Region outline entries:

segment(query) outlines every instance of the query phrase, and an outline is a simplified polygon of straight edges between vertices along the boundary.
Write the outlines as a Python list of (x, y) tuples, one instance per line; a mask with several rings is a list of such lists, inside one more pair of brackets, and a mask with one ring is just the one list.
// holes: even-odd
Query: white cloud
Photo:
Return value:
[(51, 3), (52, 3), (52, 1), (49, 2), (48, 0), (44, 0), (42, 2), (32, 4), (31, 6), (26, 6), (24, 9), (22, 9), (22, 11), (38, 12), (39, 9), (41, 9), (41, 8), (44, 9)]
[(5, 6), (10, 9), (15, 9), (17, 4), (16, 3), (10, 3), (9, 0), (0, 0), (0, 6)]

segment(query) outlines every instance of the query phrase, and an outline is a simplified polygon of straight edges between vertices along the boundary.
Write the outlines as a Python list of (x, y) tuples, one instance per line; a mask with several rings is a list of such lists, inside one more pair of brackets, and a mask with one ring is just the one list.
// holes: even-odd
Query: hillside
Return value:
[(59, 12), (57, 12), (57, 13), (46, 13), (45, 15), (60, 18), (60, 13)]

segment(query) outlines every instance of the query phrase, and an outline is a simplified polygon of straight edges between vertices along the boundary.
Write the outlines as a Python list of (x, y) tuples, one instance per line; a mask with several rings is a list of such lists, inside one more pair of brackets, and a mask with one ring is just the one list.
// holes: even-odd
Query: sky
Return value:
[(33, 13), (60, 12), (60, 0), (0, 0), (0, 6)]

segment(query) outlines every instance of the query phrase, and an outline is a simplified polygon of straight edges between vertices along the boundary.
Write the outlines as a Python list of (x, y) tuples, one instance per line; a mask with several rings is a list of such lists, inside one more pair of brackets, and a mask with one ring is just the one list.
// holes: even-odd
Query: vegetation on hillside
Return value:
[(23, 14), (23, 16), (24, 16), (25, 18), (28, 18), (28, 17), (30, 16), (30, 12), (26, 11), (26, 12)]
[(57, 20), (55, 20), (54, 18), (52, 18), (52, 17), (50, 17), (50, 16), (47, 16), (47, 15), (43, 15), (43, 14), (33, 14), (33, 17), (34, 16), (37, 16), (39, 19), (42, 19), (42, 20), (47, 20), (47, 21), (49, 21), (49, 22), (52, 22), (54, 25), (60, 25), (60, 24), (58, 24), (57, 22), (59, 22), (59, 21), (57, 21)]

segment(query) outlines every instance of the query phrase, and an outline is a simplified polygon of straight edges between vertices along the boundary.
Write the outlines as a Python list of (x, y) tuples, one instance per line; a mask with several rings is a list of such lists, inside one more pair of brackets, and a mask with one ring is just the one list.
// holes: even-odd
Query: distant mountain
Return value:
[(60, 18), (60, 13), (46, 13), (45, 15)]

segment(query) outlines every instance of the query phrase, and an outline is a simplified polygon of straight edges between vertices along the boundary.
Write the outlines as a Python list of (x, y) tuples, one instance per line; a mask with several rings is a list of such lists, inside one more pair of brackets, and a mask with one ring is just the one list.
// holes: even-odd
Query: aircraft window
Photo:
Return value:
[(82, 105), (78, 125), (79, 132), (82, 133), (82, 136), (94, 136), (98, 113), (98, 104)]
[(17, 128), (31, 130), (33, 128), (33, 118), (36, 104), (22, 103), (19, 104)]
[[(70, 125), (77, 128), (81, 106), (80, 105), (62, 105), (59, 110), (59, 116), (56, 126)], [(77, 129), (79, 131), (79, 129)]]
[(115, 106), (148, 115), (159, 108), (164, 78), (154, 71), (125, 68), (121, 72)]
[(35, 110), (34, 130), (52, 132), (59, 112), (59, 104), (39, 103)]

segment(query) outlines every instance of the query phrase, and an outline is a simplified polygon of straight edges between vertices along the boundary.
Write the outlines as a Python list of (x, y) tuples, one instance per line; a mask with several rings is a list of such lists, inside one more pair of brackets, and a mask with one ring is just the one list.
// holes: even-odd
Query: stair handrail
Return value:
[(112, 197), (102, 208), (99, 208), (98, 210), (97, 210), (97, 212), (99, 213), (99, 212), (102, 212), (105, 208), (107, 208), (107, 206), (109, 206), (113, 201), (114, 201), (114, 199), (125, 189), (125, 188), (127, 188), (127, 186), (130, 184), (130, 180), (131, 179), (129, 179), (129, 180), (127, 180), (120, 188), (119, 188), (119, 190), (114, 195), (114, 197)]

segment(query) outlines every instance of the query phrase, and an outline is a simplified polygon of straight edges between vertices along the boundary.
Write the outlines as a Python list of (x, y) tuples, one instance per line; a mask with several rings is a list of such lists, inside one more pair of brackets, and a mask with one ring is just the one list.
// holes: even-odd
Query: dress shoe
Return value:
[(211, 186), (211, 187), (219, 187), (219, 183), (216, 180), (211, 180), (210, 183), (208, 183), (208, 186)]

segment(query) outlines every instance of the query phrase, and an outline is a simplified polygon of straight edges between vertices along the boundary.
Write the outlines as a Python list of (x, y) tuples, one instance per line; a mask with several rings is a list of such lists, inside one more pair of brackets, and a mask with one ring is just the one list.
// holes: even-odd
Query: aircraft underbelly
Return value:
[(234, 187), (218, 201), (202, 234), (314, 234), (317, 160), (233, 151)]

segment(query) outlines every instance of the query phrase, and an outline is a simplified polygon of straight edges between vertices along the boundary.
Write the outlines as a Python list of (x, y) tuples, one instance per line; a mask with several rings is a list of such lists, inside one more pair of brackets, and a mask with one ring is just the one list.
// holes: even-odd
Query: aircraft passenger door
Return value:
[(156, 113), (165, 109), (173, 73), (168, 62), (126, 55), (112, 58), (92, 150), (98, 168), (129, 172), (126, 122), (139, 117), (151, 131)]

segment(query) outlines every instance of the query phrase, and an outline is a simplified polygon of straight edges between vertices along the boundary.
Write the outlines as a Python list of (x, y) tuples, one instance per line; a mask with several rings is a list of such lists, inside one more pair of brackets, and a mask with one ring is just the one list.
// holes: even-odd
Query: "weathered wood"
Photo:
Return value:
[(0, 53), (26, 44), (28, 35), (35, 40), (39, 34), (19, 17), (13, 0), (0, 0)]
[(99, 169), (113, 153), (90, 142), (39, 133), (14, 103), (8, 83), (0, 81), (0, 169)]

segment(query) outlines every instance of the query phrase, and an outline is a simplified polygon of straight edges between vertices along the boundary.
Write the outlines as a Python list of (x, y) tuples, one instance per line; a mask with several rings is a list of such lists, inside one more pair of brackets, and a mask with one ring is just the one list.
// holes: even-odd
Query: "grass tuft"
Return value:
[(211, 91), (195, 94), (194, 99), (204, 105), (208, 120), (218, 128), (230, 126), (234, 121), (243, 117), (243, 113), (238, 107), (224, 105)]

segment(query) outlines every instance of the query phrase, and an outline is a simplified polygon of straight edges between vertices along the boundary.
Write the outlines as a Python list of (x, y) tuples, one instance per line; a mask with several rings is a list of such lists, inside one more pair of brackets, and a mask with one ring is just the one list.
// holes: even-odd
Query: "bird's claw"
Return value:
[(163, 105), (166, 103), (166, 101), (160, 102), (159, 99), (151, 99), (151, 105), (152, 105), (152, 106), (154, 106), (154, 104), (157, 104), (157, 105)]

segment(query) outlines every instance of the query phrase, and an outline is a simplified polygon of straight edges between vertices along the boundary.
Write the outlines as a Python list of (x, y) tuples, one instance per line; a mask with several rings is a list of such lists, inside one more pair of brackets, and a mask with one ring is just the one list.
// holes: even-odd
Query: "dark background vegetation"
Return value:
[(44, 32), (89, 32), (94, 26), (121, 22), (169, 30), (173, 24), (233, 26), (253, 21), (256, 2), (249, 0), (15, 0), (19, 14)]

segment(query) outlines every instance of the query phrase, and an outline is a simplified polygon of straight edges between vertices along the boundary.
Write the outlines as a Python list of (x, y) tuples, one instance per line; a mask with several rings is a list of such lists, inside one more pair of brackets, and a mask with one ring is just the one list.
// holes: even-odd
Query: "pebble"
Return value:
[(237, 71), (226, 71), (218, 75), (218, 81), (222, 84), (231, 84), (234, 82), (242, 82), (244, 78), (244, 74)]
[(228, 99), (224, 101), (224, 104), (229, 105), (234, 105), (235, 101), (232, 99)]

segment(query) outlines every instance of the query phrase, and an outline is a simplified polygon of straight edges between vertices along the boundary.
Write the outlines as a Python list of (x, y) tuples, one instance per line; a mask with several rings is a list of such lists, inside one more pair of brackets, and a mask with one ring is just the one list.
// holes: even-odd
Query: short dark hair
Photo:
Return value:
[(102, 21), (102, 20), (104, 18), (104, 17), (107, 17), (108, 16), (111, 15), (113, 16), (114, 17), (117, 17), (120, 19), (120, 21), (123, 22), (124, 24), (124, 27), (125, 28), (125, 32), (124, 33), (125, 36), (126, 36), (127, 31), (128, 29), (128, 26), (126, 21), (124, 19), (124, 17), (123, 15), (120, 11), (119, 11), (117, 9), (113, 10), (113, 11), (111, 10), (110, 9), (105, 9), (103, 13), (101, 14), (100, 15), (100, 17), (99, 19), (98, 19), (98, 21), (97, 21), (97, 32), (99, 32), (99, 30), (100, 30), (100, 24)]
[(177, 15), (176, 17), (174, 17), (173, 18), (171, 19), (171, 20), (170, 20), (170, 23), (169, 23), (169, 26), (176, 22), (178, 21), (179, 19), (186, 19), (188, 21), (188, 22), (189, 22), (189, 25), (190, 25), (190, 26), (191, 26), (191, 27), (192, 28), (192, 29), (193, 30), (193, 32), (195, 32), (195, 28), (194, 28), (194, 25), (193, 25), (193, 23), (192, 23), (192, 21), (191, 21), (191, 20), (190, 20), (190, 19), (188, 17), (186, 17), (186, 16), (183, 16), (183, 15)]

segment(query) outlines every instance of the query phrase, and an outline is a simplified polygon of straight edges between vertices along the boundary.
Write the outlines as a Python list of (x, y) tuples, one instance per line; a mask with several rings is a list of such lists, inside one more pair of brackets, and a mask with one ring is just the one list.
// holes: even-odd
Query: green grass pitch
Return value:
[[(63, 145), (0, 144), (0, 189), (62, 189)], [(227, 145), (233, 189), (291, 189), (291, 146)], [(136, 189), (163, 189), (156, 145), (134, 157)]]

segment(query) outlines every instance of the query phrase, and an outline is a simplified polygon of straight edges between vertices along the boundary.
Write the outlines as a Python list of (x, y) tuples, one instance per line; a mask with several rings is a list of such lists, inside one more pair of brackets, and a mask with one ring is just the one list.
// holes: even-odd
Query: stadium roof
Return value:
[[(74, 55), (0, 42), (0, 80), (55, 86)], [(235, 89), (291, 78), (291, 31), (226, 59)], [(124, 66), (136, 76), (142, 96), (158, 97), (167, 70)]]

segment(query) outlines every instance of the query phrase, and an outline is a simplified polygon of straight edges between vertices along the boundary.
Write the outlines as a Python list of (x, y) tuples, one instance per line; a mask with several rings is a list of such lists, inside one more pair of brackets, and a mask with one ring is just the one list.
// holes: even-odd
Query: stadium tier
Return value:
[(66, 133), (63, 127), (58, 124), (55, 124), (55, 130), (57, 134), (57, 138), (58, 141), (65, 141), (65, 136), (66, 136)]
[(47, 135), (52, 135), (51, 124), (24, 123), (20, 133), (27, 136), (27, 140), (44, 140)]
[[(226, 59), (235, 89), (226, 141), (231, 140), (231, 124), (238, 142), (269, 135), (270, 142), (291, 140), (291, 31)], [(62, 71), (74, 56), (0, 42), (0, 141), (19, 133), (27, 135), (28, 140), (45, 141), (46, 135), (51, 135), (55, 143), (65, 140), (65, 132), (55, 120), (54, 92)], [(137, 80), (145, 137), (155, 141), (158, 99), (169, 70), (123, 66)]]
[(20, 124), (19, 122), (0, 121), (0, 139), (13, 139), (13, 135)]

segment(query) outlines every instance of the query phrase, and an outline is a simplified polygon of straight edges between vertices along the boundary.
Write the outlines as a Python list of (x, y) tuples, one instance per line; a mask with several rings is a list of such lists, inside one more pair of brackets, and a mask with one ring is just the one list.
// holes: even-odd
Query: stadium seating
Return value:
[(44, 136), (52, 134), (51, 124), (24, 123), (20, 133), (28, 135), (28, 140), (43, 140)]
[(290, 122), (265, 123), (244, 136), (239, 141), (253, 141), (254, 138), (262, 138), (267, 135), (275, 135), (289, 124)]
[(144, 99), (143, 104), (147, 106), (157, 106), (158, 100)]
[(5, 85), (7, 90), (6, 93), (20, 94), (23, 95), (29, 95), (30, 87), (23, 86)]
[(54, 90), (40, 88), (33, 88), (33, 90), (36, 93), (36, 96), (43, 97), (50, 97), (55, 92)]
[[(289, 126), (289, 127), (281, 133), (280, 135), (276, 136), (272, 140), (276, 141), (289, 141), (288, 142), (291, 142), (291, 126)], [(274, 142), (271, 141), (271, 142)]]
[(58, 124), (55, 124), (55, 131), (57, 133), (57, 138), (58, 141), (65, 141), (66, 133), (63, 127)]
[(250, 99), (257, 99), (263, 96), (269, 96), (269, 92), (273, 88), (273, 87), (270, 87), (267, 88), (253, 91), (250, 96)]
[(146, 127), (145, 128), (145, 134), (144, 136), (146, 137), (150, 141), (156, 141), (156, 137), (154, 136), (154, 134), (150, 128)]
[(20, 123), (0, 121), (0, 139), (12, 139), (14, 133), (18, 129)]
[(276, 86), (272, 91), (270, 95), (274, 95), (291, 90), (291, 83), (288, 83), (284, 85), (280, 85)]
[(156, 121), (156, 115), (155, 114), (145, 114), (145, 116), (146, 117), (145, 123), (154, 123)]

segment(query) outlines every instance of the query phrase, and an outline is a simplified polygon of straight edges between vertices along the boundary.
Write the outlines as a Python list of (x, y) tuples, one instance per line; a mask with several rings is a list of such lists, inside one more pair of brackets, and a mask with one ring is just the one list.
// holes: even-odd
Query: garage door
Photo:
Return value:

Aim
Please locate every line above that contains the word "stadium", and copy each of those lines.

Task response
Query: stadium roof
Query: stadium tier
Query: stadium seating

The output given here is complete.